▸ **Schriftelijke opdracht**:
Citeer alle invoer hieronder letterlijk, regel voor regel.

▸ **Oefeninvoer**:

______________________________

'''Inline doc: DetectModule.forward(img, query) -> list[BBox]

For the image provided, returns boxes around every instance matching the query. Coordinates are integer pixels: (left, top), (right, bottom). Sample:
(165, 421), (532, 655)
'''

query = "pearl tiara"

______________________________

▸ **Uitgevoerde opdracht**:
'''Inline doc: DetectModule.forward(img, query) -> list[BBox]

For the image provided, returns boxes around every instance matching the query. Coordinates are integer pixels: (left, top), (right, bottom). Sample:
(165, 421), (532, 655)
'''

query = "pearl tiara"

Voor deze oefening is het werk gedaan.